YOUR GOAL
Copy, word for word, the opening line of the data and each line after it until the line that contains "Target — grass blade", which is included. Leave the pictures out.

PROVIDED RECORDS
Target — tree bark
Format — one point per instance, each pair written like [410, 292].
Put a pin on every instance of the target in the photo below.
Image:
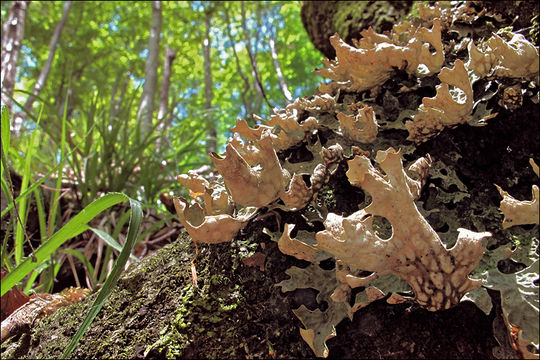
[247, 86]
[163, 117]
[12, 37]
[211, 133]
[253, 60]
[281, 78]
[44, 74]
[146, 106]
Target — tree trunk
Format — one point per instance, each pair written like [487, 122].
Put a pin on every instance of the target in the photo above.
[12, 37]
[44, 74]
[146, 106]
[253, 60]
[247, 86]
[211, 133]
[281, 79]
[322, 19]
[164, 117]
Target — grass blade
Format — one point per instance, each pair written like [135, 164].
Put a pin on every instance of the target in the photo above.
[105, 291]
[109, 240]
[73, 228]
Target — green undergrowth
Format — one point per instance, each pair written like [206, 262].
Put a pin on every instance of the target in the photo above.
[156, 312]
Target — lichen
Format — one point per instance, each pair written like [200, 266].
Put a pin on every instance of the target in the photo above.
[415, 252]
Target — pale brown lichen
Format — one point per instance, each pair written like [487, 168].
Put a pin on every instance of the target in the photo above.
[360, 128]
[443, 110]
[212, 229]
[515, 58]
[518, 212]
[247, 185]
[414, 252]
[373, 60]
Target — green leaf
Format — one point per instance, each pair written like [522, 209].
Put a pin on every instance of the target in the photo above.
[105, 291]
[109, 240]
[73, 228]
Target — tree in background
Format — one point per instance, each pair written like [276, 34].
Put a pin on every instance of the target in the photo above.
[12, 36]
[146, 107]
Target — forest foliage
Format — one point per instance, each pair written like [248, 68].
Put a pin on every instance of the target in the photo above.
[99, 71]
[77, 101]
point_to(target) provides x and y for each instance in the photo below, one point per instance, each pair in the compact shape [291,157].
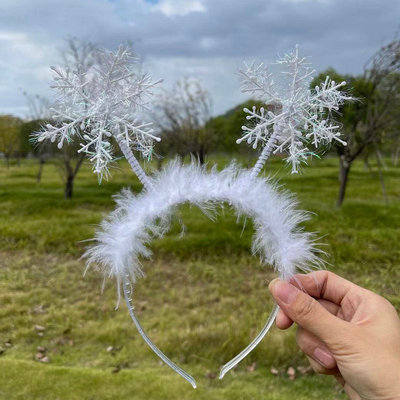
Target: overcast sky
[208,39]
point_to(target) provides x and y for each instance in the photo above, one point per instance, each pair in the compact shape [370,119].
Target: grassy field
[202,301]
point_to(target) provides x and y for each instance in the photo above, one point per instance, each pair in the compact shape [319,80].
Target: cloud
[205,38]
[179,7]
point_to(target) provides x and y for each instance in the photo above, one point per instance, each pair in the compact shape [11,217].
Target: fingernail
[283,291]
[324,358]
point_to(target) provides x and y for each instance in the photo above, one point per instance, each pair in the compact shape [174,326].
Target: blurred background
[204,296]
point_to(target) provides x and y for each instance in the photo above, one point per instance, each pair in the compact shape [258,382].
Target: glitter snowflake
[296,119]
[102,103]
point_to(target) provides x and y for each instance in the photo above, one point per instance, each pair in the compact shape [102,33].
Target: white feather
[279,239]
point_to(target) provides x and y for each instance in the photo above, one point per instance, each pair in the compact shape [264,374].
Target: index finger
[324,285]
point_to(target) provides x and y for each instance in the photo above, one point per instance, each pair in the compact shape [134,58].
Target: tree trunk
[381,178]
[343,178]
[39,174]
[69,186]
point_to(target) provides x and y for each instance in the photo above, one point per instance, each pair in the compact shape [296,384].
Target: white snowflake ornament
[103,103]
[296,119]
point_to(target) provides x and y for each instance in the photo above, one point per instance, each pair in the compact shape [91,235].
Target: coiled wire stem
[229,365]
[133,162]
[265,154]
[128,292]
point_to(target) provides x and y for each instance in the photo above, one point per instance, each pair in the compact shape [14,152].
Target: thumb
[307,312]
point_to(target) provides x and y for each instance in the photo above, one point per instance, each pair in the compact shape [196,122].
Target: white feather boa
[125,234]
[279,239]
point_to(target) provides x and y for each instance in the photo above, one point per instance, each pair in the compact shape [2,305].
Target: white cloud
[179,7]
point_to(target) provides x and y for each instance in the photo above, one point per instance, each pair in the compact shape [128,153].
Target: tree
[374,117]
[9,136]
[181,115]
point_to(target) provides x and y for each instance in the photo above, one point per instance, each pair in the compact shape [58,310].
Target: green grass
[202,301]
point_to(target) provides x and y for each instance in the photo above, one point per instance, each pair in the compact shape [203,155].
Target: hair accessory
[99,106]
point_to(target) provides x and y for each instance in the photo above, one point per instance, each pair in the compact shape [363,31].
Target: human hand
[345,330]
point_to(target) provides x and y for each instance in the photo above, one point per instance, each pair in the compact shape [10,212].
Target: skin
[345,331]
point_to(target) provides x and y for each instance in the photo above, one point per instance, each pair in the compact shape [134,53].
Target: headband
[102,107]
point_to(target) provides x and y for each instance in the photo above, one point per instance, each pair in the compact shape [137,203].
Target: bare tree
[38,114]
[9,136]
[182,114]
[369,121]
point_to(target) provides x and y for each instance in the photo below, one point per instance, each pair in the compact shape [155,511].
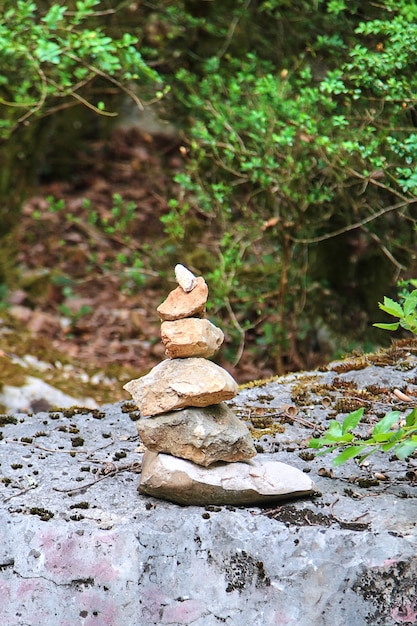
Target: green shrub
[50,58]
[283,157]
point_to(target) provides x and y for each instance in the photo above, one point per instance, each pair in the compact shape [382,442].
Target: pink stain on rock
[184,612]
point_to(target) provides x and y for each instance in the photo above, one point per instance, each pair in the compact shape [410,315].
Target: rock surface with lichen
[79,543]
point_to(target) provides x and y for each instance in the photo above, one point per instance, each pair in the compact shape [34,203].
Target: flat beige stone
[203,435]
[178,383]
[254,482]
[191,337]
[180,304]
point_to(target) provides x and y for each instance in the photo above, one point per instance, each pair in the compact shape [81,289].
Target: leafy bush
[285,156]
[406,311]
[52,56]
[394,433]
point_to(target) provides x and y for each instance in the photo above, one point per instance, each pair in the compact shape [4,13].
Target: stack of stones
[198,450]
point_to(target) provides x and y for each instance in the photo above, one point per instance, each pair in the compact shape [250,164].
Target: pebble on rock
[191,337]
[202,435]
[186,279]
[178,383]
[180,304]
[248,483]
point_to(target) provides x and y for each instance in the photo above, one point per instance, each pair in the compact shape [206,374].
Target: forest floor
[83,304]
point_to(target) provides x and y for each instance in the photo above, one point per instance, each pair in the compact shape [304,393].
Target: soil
[90,275]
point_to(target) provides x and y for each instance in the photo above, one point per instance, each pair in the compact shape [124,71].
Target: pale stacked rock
[184,415]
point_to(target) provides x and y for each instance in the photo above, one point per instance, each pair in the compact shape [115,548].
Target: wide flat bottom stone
[257,481]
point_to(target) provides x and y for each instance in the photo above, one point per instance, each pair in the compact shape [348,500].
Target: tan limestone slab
[191,337]
[255,482]
[180,304]
[203,435]
[178,383]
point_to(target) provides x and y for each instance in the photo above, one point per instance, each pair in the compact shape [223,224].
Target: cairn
[198,450]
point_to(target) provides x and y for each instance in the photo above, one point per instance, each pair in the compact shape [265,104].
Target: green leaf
[384,425]
[348,453]
[391,307]
[411,419]
[404,449]
[393,326]
[410,305]
[352,420]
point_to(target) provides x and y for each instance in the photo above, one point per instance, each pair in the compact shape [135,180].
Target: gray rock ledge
[79,545]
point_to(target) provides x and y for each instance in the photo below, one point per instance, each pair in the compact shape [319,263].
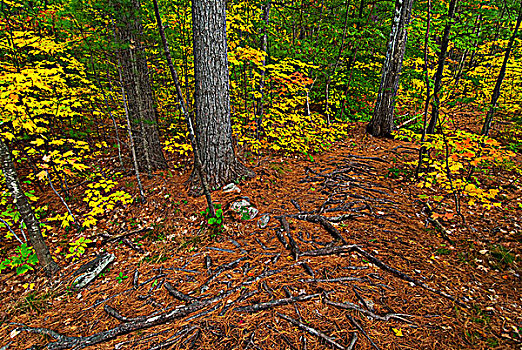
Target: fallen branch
[312,331]
[274,303]
[355,307]
[125,328]
[177,294]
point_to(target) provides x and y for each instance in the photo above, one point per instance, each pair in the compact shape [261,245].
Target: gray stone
[88,272]
[231,187]
[245,209]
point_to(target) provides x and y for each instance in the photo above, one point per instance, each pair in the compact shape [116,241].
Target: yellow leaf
[41,175]
[38,142]
[398,332]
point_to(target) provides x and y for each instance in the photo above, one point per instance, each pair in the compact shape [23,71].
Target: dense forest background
[103,103]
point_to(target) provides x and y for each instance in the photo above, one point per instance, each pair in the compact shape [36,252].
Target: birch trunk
[26,212]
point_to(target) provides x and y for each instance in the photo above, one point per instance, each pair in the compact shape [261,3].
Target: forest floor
[398,282]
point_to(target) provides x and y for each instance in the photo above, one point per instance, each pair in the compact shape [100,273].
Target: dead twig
[329,340]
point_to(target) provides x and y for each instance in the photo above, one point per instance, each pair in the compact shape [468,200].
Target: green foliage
[214,224]
[77,248]
[23,261]
[453,159]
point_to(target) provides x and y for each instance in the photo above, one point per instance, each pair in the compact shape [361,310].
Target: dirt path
[347,260]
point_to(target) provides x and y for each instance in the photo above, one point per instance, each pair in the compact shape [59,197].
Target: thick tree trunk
[500,79]
[382,120]
[137,86]
[26,212]
[212,98]
[440,68]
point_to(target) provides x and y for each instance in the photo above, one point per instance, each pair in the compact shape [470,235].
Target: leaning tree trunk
[212,98]
[382,120]
[138,88]
[500,79]
[435,107]
[26,212]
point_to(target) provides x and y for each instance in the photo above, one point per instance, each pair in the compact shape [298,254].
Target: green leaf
[20,270]
[33,259]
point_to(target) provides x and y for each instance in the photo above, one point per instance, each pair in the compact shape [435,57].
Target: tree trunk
[500,79]
[440,68]
[382,120]
[264,48]
[212,98]
[137,86]
[26,212]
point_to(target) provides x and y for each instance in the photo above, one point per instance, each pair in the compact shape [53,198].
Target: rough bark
[381,123]
[188,118]
[440,68]
[137,87]
[264,48]
[212,97]
[500,79]
[26,212]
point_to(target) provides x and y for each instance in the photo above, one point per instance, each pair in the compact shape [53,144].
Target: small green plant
[214,224]
[22,261]
[77,248]
[121,277]
[245,214]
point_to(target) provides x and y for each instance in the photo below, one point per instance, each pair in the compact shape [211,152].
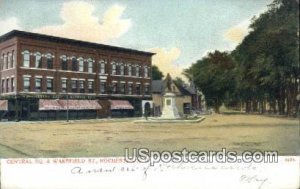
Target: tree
[215,76]
[156,73]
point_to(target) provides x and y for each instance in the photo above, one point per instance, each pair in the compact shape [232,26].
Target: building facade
[47,77]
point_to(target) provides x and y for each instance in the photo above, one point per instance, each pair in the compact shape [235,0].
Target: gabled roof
[17,33]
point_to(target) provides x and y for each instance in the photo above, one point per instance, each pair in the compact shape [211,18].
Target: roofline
[18,33]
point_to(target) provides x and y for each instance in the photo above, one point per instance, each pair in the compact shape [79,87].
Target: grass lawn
[237,132]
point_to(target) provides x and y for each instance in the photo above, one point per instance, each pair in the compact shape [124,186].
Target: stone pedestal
[169,109]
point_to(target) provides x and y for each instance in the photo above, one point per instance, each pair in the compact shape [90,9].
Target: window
[13,59]
[102,87]
[64,62]
[147,90]
[74,86]
[129,88]
[9,61]
[3,85]
[90,65]
[74,64]
[102,67]
[38,60]
[49,61]
[138,89]
[4,62]
[122,69]
[129,70]
[80,64]
[38,84]
[26,84]
[26,58]
[122,88]
[114,88]
[81,86]
[49,85]
[91,86]
[137,71]
[7,85]
[146,74]
[64,85]
[113,69]
[12,84]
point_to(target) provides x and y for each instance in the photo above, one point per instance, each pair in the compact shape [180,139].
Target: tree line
[262,73]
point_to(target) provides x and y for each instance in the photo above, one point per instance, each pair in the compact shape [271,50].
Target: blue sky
[180,32]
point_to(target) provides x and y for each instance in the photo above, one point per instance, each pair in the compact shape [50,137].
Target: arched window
[113,68]
[80,64]
[146,73]
[129,70]
[49,61]
[26,58]
[137,71]
[90,65]
[74,64]
[102,66]
[121,69]
[9,60]
[64,62]
[38,60]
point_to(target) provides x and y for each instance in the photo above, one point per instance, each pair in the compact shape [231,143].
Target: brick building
[47,77]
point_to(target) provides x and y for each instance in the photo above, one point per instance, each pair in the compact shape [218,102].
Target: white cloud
[9,24]
[237,33]
[166,59]
[80,23]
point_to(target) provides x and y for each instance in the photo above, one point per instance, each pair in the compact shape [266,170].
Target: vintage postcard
[149,94]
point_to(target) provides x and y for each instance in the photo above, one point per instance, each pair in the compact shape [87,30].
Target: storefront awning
[120,105]
[69,104]
[45,104]
[3,105]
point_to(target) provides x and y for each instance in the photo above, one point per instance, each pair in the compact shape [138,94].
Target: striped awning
[69,104]
[3,105]
[45,104]
[120,105]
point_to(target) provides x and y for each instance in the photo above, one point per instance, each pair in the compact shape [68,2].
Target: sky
[179,32]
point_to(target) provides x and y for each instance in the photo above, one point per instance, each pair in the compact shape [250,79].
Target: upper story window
[138,89]
[49,61]
[80,64]
[102,67]
[129,70]
[129,88]
[9,61]
[91,86]
[38,84]
[4,62]
[74,64]
[102,87]
[12,83]
[13,59]
[49,84]
[146,72]
[90,65]
[121,69]
[137,71]
[74,86]
[81,86]
[113,68]
[64,62]
[64,85]
[26,83]
[26,58]
[38,60]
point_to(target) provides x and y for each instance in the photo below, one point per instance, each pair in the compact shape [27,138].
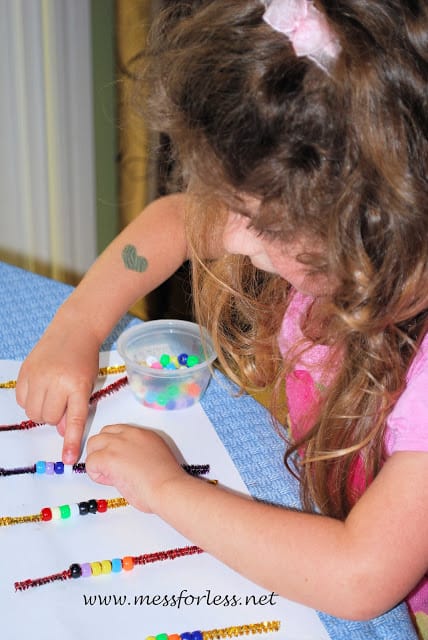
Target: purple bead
[40,466]
[59,467]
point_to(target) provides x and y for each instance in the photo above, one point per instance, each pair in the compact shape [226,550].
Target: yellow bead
[96,568]
[105,566]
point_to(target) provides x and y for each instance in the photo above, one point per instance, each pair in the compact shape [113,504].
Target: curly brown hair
[338,157]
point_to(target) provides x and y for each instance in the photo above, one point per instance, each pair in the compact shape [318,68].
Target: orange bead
[127,563]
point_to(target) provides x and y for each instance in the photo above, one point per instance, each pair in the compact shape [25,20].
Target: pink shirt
[407,424]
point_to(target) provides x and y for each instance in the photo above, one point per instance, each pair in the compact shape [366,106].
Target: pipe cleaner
[116,565]
[102,372]
[66,511]
[226,632]
[95,397]
[42,467]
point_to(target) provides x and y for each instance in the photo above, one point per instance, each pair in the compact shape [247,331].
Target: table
[28,303]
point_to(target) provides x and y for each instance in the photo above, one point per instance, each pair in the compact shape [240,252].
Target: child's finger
[21,390]
[76,416]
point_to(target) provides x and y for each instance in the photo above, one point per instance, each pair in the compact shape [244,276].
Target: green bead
[162,399]
[65,511]
[192,360]
[164,359]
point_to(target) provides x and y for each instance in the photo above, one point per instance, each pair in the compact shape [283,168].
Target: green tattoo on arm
[132,260]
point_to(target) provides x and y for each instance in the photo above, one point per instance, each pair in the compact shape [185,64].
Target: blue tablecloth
[28,303]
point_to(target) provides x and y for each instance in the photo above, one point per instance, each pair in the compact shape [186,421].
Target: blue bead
[116,565]
[59,467]
[40,466]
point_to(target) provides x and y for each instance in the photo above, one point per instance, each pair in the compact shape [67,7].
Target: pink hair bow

ANSWER SECTION
Target — tree bark
Format — one point per instance, each pair written like [410, 292].
Put a pin on every instance of the target in the photo below.
Image:
[247, 86]
[163, 117]
[12, 37]
[211, 133]
[253, 60]
[281, 78]
[44, 74]
[146, 106]
Target — tree trunk
Format — one point per instance, each pair written like [487, 122].
Put a pin on every instance of the target in the photo above.
[12, 37]
[44, 74]
[146, 106]
[253, 60]
[247, 86]
[211, 133]
[281, 79]
[322, 19]
[164, 117]
Target — grass blade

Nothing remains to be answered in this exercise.